## Exercise brief:
In full and without alteration, reproduce every record.

○ ○ ○ ○ ○ ○ ○

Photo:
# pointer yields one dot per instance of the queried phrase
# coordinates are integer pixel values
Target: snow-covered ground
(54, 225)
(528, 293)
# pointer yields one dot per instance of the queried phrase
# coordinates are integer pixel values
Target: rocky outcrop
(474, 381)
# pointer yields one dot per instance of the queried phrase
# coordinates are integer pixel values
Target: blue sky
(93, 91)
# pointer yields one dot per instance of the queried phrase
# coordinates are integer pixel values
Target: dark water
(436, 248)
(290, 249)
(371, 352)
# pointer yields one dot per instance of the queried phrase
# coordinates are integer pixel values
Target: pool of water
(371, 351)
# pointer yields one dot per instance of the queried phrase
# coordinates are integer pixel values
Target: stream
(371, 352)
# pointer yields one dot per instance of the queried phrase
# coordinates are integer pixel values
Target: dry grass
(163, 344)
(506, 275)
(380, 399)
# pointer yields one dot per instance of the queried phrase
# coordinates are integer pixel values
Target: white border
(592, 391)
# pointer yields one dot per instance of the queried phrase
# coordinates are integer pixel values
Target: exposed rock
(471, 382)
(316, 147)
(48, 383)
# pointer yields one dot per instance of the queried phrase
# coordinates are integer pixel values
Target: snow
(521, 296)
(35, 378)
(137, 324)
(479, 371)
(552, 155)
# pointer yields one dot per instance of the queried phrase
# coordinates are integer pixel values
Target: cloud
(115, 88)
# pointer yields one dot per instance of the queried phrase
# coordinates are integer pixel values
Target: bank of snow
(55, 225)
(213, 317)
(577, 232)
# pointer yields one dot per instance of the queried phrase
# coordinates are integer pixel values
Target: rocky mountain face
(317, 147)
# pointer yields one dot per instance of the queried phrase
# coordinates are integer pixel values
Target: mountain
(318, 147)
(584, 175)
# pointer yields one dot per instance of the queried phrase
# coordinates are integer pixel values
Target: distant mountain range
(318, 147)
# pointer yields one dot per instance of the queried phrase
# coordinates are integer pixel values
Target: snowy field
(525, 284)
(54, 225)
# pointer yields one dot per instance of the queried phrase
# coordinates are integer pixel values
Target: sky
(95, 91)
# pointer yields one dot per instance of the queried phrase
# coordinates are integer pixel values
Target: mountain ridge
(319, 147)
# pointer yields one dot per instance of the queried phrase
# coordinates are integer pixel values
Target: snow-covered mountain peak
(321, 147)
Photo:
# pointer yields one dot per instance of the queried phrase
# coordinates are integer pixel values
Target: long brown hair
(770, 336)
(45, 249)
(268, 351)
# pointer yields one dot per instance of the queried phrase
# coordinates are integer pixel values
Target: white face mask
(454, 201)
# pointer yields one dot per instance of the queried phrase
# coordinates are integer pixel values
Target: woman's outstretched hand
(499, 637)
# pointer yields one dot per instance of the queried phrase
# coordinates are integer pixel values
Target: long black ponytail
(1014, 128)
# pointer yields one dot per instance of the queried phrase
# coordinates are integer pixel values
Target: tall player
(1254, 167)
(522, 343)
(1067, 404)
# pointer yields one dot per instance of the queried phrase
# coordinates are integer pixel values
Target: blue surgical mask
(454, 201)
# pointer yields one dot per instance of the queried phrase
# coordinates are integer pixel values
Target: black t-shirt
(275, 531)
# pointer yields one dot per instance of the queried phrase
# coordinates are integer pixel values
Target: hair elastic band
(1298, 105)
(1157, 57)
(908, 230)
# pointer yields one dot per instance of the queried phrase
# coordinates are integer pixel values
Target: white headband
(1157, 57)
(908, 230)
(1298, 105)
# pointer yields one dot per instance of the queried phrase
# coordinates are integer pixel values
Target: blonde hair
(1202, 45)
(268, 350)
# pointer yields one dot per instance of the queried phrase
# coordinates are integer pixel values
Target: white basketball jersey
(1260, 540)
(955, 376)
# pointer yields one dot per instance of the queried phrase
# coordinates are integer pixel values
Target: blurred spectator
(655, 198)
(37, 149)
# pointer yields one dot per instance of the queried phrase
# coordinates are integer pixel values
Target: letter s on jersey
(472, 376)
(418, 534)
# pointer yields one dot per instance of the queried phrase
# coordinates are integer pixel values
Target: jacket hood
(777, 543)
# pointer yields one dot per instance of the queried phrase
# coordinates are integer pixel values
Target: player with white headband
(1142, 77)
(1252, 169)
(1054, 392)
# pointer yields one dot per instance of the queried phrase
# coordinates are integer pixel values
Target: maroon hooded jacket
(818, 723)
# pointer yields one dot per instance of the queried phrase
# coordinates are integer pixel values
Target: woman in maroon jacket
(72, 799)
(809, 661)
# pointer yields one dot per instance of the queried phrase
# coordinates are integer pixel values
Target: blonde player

○ ○ ○ ○ ○ ○ ○

## Task response:
Photo:
# pointer yields one dot per instance of the queried phrase
# coordinates are integer pixel values
Target: snow-covered ground
(54, 225)
(528, 293)
# pointer yields one dot per instance of the queried phrase
# coordinates are integer pixel values
Target: rocky outcrop
(474, 381)
# pointer yields one dot per instance of the queried phrase
# coordinates are integer pixel values
Target: blue sky
(93, 91)
# pointer yields one dot per instance of the queried phrase
# coordinates are integer pixel values
Target: dark water
(436, 248)
(290, 249)
(371, 352)
# pointer yields one dot per instance of the queried phrase
# coordinates are integer pixel values
Target: pool of water
(371, 351)
# pointer yields one dot per instance of the queried phrase
# coordinates are integer pixel values
Target: stream
(371, 352)
# pointer yields one dot per instance of the queried phrase
# coordinates are integer pixel values
Target: dry grass
(163, 344)
(506, 275)
(380, 399)
# pointer yields one dot per instance of the queried phrase
# coordinates are integer pixel values
Target: white border
(592, 391)
# pointer yields one dot per instance of the queried phrase
# coordinates are integer pixel values
Target: exposed rock
(471, 382)
(316, 147)
(48, 383)
# pointer yields one dot per instance of the queried phrase
# coordinates are integer pixel values
Target: snow
(521, 296)
(35, 378)
(137, 324)
(479, 371)
(552, 155)
# pointer yields one dot per instance of the queried phrase
# coordinates are integer pixel values
Target: cloud
(115, 88)
# pointer yields one dot per instance of the queried phrase
# coordinates are integer pixel values
Target: bank of snow
(55, 225)
(213, 317)
(577, 232)
# pointer yields one dot per instance of the queried phrase
# coordinates are integer pixel values
Target: rocky mountain face
(317, 147)
# pointer yields one dot per instance of the queried phrase
# coordinates are integer pixel values
Target: mountain
(318, 147)
(584, 175)
# pointer yields one dot per instance of the queried phrase
# coordinates are integer pixel values
Target: distant mountain range
(318, 147)
# pointer yields one dot per instance of the queried phrase
# coordinates are integer pixel values
Target: snowy field
(525, 284)
(54, 225)
# pointer yields one dot per instance of the queried phrase
# coordinates are integer pixel values
Target: sky
(95, 91)
# pointer yields one dot per instance of the queried phrase
# coordinates are integer pixel values
Target: mountain ridge
(319, 147)
# pointer yields one dot per instance of the queried phrase
# coordinates are integer pixel values
Target: snow-covered mountain peak
(321, 147)
Photo:
# pointer yields one dot per instance of the queried phrase
# coordinates are integer pixel values
Target: long brown hair
(770, 336)
(45, 249)
(268, 351)
# pointer yields one dot per instance of the queried phrase
# coordinates are integer pixel values
Target: white face mask
(454, 201)
# pointer yields one dot per instance of the queried phrase
# coordinates are integer pixel values
Target: woman's outstretched hand
(499, 637)
# pointer yields one dot per instance of the queried phrase
# coordinates are integer pixel values
Target: long black ponytail
(1014, 128)
# pointer yields one dot per instance of the queried phrase
# coordinates are integer pixel values
Target: tall player
(1254, 167)
(522, 343)
(1067, 404)
# pointer yields one dot per instance of the queried phrase
# coordinates are integer pixel values
Target: blue surgical mask
(454, 201)
# pointer yields one dot per instance of the queried phrase
# coordinates are integer pixel values
Target: black t-shirt
(275, 531)
# pointer yields one dot per instance of the queried phrase
# coordinates are integer pixel values
Target: hair elastic band
(1298, 105)
(1157, 57)
(908, 230)
# pointer yields one dot per instance of the queried phrase
# coordinates are integer pixel values
Target: white headband
(1157, 57)
(908, 230)
(1298, 105)
# pointer yields one dot per instance of the queried phrase
# coordinates are integer pixel values
Target: blonde hair
(1202, 45)
(268, 350)
# pointer yields one dot per instance of the queried phrase
# coordinates are integer pixel values
Target: white basketball jersey
(1260, 540)
(955, 376)
# pointer yields one dot per instance of the queried phrase
# coordinates are integer pixel values
Target: blurred spectator
(655, 198)
(37, 149)
# pointer yields one dot per instance of the queried phrase
# coordinates are integer pixel values
Target: letter s on jersey
(472, 376)
(418, 534)
# pointer yields one dot per instance of the queried phrase
# coordinates are integer pixel values
Target: jacket hood
(777, 543)
# pointer yields one dot per instance of the queried phrase
# coordinates are integer pixel values
Target: player with white headband
(1142, 77)
(1252, 169)
(1054, 392)
# pointer yields one dot per instance of the queried phrase
# coordinates are integer pixel values
Target: maroon hooded jacket
(818, 723)
# pointer yields one dot per instance of the queried phrase
# coordinates are integer pixel values
Target: woman in maroon jacket
(72, 799)
(809, 661)
# pointer yields one dot per instance of the queried phrase
# coordinates are integer pixel values
Target: blonde player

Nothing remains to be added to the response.